• **DIRECTION**: Revise the records starting at the line containing "904, row 267." and ending at the line containing "column 1018, row 47" by changing "forearm" to "wrist" and leaving all else intact. Return only those lines.

• **ROWS**:

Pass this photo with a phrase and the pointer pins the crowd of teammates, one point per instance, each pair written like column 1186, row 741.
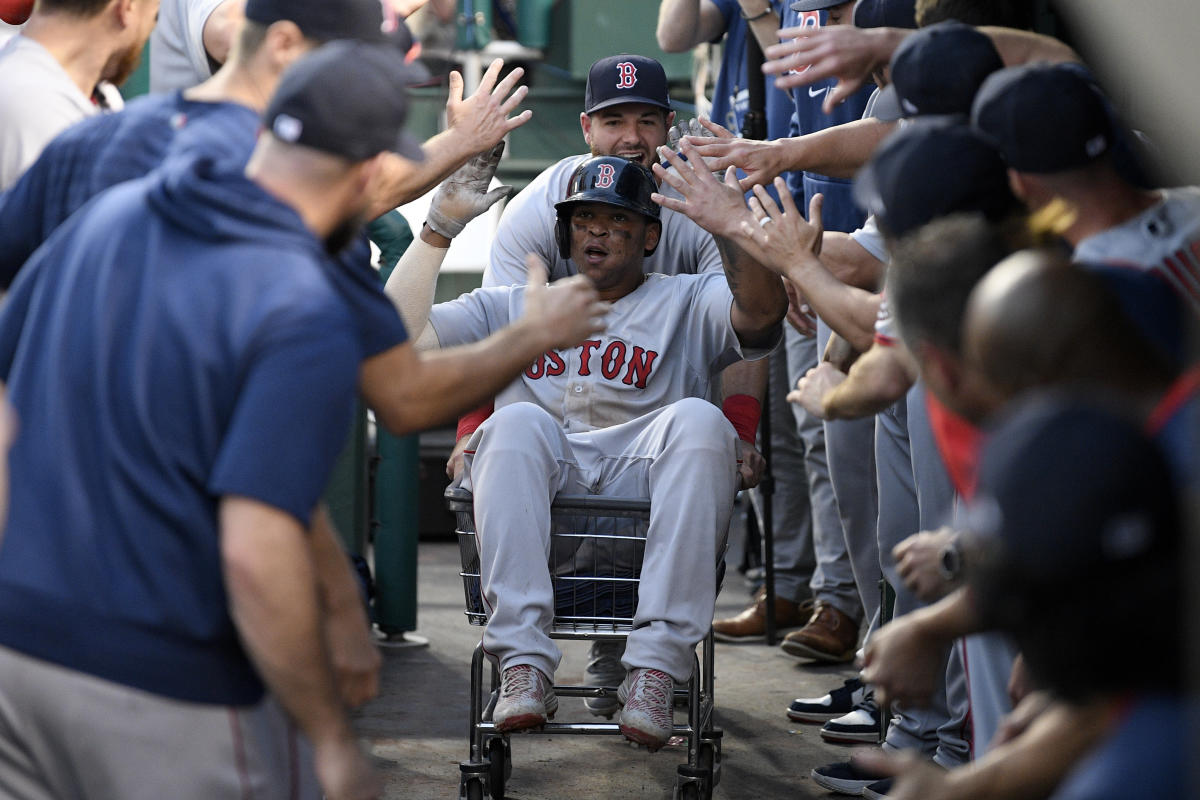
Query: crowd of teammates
column 976, row 300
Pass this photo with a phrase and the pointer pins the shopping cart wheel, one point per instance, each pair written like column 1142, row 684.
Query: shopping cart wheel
column 711, row 756
column 499, row 765
column 472, row 781
column 691, row 783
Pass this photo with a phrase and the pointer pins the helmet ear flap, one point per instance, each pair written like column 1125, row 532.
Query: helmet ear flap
column 649, row 251
column 563, row 236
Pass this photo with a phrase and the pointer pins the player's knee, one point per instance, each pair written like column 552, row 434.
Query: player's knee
column 517, row 422
column 700, row 422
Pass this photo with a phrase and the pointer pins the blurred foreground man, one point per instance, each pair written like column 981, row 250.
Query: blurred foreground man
column 184, row 371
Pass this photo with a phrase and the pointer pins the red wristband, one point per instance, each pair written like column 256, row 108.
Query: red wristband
column 469, row 422
column 743, row 411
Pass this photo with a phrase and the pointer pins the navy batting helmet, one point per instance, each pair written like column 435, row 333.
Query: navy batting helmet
column 609, row 180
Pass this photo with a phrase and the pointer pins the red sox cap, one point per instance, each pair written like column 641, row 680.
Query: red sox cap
column 625, row 79
column 886, row 13
column 931, row 168
column 937, row 71
column 1045, row 118
column 327, row 20
column 15, row 12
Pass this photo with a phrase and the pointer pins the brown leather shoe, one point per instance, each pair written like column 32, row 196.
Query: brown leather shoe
column 751, row 623
column 829, row 636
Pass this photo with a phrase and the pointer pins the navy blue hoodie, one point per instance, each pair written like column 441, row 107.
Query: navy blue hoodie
column 175, row 341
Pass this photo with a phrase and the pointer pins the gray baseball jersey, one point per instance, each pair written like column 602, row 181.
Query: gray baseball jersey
column 1164, row 239
column 664, row 342
column 178, row 59
column 528, row 227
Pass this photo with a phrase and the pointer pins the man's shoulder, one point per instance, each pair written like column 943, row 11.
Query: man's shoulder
column 551, row 182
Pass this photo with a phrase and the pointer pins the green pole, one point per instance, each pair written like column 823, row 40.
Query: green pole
column 397, row 479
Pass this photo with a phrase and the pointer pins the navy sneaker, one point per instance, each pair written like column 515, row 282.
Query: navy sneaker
column 837, row 703
column 862, row 725
column 844, row 777
column 879, row 791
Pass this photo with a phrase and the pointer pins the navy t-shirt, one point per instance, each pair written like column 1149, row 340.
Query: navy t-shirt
column 177, row 341
column 731, row 96
column 111, row 149
column 839, row 211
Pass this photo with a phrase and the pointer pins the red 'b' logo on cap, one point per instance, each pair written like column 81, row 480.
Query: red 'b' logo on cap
column 627, row 76
column 604, row 180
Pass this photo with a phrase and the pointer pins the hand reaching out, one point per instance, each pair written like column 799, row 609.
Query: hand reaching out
column 715, row 206
column 778, row 234
column 850, row 54
column 483, row 119
column 463, row 196
column 564, row 313
column 750, row 464
column 811, row 389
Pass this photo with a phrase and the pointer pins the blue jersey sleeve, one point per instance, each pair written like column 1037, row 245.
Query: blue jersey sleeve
column 472, row 317
column 306, row 364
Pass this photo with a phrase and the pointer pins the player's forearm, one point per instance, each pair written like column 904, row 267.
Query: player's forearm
column 850, row 262
column 335, row 579
column 1035, row 763
column 403, row 181
column 837, row 151
column 745, row 378
column 760, row 300
column 411, row 391
column 271, row 583
column 951, row 618
column 1018, row 47
column 412, row 284
column 683, row 24
column 873, row 384
column 849, row 311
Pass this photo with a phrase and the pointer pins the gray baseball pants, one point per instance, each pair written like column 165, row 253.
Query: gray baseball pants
column 67, row 735
column 681, row 456
column 916, row 493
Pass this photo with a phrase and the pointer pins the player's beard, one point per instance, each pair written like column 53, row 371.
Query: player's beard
column 121, row 65
column 346, row 232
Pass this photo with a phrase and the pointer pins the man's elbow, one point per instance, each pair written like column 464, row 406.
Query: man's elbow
column 672, row 38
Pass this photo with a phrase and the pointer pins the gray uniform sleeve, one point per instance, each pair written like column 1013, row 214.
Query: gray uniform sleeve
column 871, row 240
column 708, row 325
column 472, row 317
column 528, row 227
column 178, row 58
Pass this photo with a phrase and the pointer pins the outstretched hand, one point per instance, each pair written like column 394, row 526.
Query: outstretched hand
column 850, row 54
column 465, row 196
column 761, row 161
column 778, row 234
column 483, row 119
column 917, row 777
column 715, row 206
column 903, row 662
column 565, row 312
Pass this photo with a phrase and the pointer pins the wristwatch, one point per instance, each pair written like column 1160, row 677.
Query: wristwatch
column 949, row 563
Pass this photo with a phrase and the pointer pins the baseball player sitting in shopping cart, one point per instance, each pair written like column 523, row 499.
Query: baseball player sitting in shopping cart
column 622, row 415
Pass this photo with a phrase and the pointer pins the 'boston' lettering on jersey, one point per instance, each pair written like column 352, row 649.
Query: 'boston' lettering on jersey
column 618, row 361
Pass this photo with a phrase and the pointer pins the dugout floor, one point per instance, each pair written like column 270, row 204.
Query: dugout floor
column 417, row 728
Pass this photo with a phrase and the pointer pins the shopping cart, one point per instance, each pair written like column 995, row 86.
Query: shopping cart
column 597, row 546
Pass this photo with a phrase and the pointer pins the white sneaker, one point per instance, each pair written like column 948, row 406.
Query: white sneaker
column 527, row 699
column 647, row 716
column 604, row 669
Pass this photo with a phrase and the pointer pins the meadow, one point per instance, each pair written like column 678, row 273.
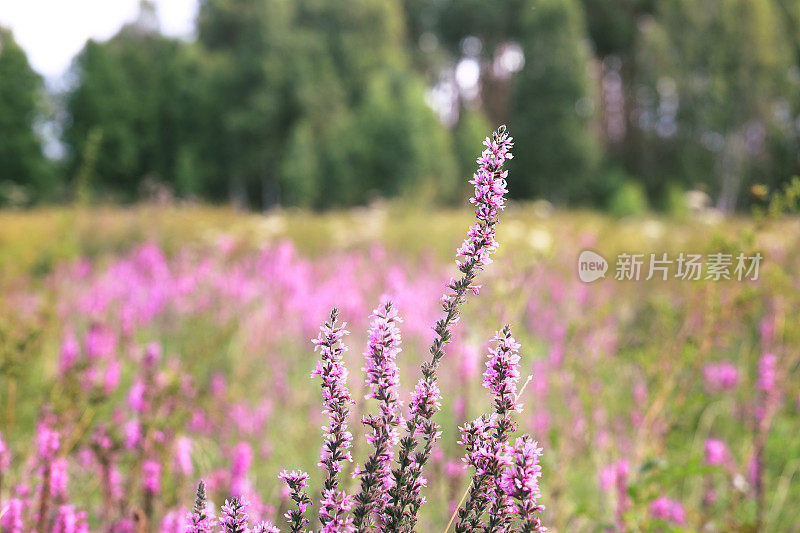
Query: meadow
column 169, row 344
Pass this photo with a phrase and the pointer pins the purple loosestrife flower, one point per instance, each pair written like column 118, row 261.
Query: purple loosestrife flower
column 336, row 398
column 383, row 378
column 68, row 520
column 520, row 483
column 476, row 436
column 12, row 519
column 490, row 457
column 662, row 508
column 474, row 254
column 200, row 520
column 151, row 477
column 296, row 482
column 266, row 527
column 234, row 516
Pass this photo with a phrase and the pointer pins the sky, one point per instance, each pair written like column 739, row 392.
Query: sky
column 52, row 32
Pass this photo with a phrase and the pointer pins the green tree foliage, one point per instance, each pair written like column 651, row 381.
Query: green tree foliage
column 25, row 174
column 136, row 93
column 328, row 111
column 722, row 66
column 553, row 106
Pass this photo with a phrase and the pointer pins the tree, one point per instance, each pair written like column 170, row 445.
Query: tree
column 25, row 174
column 553, row 106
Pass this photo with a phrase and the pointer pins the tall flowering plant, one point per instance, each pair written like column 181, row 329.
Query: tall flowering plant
column 504, row 492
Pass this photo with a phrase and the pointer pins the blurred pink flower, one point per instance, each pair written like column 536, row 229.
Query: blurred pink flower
column 716, row 452
column 722, row 376
column 663, row 508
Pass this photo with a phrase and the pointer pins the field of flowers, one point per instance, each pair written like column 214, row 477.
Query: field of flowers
column 144, row 349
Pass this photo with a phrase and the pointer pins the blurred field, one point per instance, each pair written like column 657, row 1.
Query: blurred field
column 619, row 368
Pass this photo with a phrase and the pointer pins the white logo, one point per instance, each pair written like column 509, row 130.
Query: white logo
column 591, row 266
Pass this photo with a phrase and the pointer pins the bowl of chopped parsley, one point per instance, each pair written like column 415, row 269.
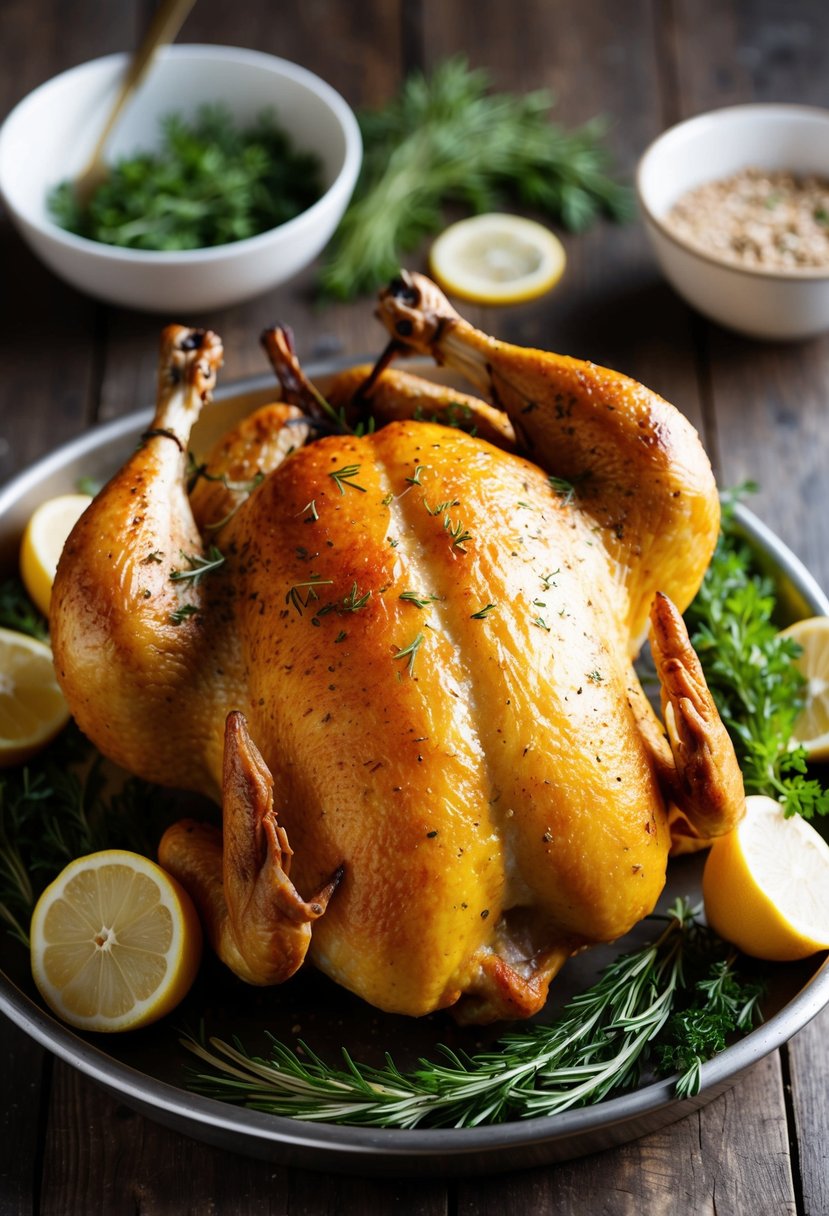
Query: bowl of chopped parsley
column 229, row 173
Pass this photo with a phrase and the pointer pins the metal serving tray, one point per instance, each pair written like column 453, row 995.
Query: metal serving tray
column 147, row 1069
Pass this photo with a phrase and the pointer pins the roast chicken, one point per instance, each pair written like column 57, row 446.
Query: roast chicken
column 393, row 635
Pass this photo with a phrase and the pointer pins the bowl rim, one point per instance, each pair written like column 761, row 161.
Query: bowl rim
column 709, row 118
column 345, row 178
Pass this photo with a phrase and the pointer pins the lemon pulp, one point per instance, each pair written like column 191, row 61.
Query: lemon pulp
column 116, row 943
column 43, row 542
column 497, row 259
column 766, row 884
column 32, row 705
column 812, row 726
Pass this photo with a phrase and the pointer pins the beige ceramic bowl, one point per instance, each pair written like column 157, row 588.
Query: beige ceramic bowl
column 759, row 303
column 49, row 136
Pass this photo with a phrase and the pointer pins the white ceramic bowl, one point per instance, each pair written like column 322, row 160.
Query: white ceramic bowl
column 759, row 303
column 49, row 136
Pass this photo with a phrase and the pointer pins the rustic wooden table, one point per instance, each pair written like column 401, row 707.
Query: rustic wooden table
column 68, row 362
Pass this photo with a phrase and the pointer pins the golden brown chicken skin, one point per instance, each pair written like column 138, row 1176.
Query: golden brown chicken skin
column 413, row 664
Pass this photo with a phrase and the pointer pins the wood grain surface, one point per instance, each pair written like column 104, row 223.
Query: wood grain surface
column 761, row 407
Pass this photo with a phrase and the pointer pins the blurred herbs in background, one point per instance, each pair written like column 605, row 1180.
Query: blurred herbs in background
column 209, row 183
column 447, row 139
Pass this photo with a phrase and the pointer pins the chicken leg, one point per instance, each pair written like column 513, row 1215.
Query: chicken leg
column 635, row 462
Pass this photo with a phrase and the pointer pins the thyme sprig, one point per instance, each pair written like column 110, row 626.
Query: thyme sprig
column 343, row 477
column 599, row 1045
column 199, row 566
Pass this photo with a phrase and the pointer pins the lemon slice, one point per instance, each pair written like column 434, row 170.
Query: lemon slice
column 116, row 943
column 766, row 884
column 812, row 726
column 32, row 705
column 497, row 259
column 43, row 542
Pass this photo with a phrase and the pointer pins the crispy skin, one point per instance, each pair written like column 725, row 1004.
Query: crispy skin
column 495, row 769
column 430, row 643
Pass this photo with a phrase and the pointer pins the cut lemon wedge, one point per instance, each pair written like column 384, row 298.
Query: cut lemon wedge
column 43, row 544
column 812, row 726
column 32, row 705
column 497, row 259
column 766, row 884
column 116, row 943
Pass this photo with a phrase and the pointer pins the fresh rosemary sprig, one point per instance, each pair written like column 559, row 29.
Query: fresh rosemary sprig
column 748, row 665
column 56, row 809
column 598, row 1046
column 447, row 139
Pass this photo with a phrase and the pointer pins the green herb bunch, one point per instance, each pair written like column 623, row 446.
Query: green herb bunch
column 209, row 184
column 58, row 806
column 601, row 1045
column 447, row 139
column 750, row 671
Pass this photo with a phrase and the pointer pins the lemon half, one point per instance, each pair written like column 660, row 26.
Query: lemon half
column 497, row 259
column 32, row 705
column 766, row 884
column 43, row 544
column 812, row 726
column 116, row 943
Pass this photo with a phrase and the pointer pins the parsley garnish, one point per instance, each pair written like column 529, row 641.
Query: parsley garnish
column 757, row 688
column 210, row 183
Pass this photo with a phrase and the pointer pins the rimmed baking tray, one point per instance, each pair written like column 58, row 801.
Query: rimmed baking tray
column 147, row 1069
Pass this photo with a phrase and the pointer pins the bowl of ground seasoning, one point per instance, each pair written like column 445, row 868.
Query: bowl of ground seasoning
column 736, row 203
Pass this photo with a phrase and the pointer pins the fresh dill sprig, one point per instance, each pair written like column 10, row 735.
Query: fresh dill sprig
column 601, row 1045
column 449, row 139
column 750, row 670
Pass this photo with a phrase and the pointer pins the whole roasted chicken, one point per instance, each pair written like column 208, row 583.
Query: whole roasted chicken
column 400, row 656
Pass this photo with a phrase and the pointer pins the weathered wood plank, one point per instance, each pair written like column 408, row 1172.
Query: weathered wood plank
column 101, row 1157
column 808, row 1075
column 731, row 1157
column 22, row 1065
column 48, row 331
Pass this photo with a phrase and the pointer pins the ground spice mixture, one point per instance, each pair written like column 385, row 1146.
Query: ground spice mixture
column 757, row 218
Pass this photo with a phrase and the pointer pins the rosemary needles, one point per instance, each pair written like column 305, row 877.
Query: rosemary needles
column 599, row 1045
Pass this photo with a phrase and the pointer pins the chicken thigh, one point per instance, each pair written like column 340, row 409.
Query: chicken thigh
column 401, row 659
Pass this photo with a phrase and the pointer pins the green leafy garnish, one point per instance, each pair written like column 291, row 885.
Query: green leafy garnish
column 17, row 611
column 210, row 183
column 447, row 139
column 601, row 1045
column 56, row 809
column 750, row 671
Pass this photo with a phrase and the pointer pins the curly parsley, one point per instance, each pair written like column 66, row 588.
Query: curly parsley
column 209, row 184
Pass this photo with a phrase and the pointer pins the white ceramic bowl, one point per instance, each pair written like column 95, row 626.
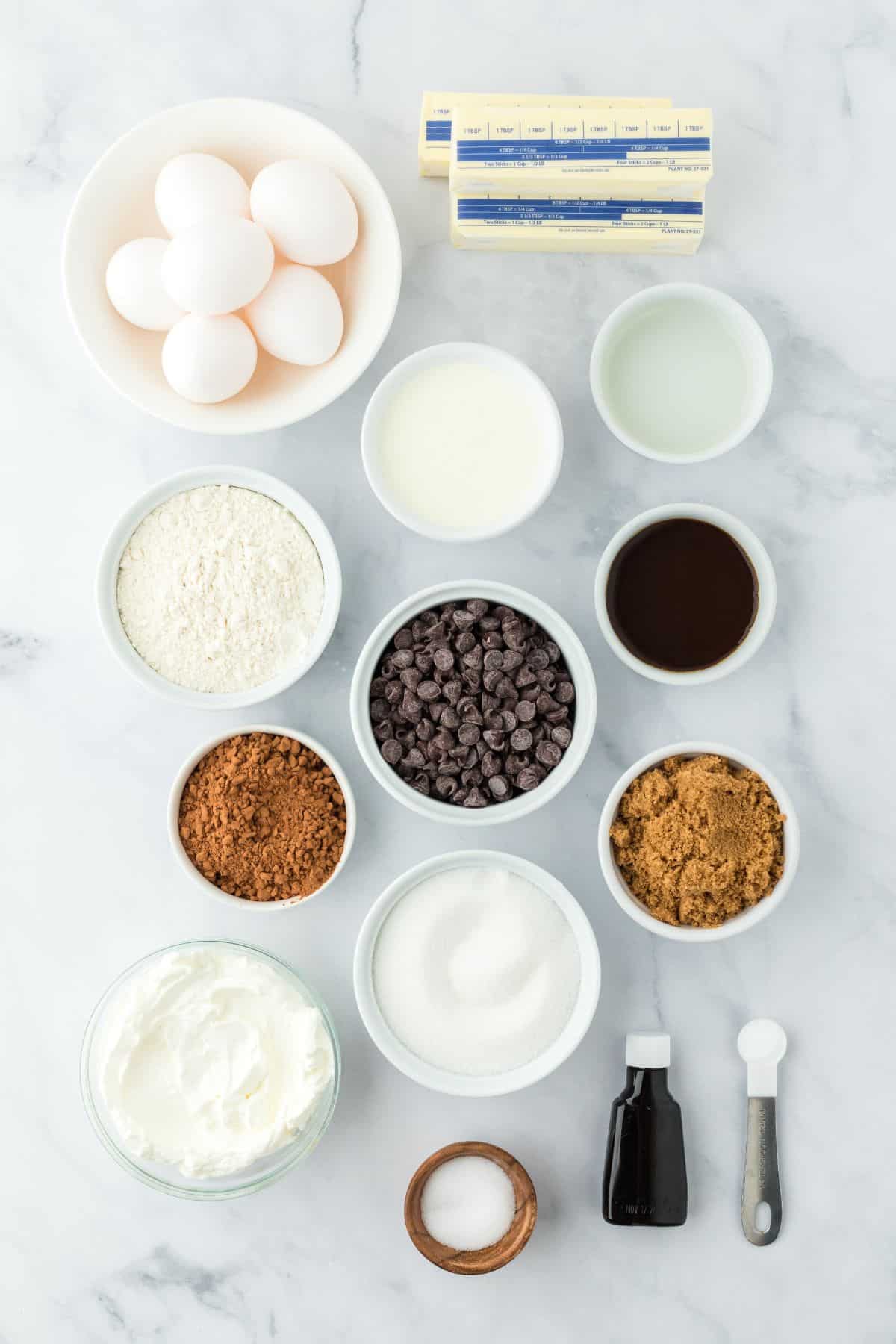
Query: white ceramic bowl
column 116, row 205
column 173, row 813
column 531, row 386
column 576, row 659
column 742, row 324
column 121, row 534
column 168, row 1179
column 464, row 1085
column 766, row 593
column 638, row 912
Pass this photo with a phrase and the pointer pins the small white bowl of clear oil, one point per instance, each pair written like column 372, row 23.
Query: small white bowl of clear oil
column 682, row 373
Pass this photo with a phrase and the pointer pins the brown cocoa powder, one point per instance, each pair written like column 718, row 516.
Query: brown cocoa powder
column 264, row 818
column 699, row 840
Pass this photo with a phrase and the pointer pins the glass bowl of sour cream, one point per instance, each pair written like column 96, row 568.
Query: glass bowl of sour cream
column 210, row 1068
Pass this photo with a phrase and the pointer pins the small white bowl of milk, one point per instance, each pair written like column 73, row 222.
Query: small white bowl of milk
column 461, row 443
column 682, row 373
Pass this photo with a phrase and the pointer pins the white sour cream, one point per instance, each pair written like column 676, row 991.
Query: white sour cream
column 208, row 1060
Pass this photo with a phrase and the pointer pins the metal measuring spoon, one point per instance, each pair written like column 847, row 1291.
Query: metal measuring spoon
column 762, row 1045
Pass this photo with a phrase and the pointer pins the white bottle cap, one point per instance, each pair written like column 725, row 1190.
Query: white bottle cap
column 648, row 1050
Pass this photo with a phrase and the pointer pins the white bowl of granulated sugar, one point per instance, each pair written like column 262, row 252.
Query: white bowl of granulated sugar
column 220, row 588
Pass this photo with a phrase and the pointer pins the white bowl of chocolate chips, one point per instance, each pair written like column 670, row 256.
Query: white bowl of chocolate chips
column 473, row 703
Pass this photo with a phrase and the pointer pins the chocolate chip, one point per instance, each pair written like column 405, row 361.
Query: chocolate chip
column 476, row 800
column 491, row 764
column 558, row 715
column 472, row 703
column 564, row 692
column 548, row 753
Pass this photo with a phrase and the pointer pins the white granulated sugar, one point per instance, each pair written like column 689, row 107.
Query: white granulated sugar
column 220, row 589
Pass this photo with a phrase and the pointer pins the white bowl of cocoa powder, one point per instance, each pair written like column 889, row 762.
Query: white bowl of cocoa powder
column 699, row 841
column 262, row 818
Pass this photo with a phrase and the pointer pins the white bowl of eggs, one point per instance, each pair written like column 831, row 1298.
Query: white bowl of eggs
column 231, row 265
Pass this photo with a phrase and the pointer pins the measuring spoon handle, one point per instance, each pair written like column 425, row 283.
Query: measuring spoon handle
column 762, row 1184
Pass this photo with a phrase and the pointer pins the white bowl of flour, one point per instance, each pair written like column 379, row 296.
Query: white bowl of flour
column 220, row 588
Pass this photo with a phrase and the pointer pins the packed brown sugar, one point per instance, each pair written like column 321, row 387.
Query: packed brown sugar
column 699, row 840
column 264, row 818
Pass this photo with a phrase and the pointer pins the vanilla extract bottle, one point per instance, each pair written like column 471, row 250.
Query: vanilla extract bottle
column 645, row 1182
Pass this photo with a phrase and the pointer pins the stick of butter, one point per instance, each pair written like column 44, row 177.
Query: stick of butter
column 437, row 109
column 635, row 152
column 550, row 223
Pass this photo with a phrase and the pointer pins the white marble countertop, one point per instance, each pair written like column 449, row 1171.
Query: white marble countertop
column 801, row 94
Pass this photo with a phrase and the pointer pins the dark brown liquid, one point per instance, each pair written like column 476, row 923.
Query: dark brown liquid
column 682, row 594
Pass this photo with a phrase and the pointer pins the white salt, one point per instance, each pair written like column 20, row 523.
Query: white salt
column 467, row 1203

• **THE COMPLETED TASK**:
Pass this photo with a phrase and the pointer pins the player's wrist, one point per instance, each pair written like column 904, row 267.
Query: player's wrist
column 850, row 262
column 335, row 579
column 1035, row 763
column 403, row 181
column 837, row 151
column 745, row 378
column 760, row 300
column 411, row 391
column 271, row 583
column 951, row 618
column 1018, row 47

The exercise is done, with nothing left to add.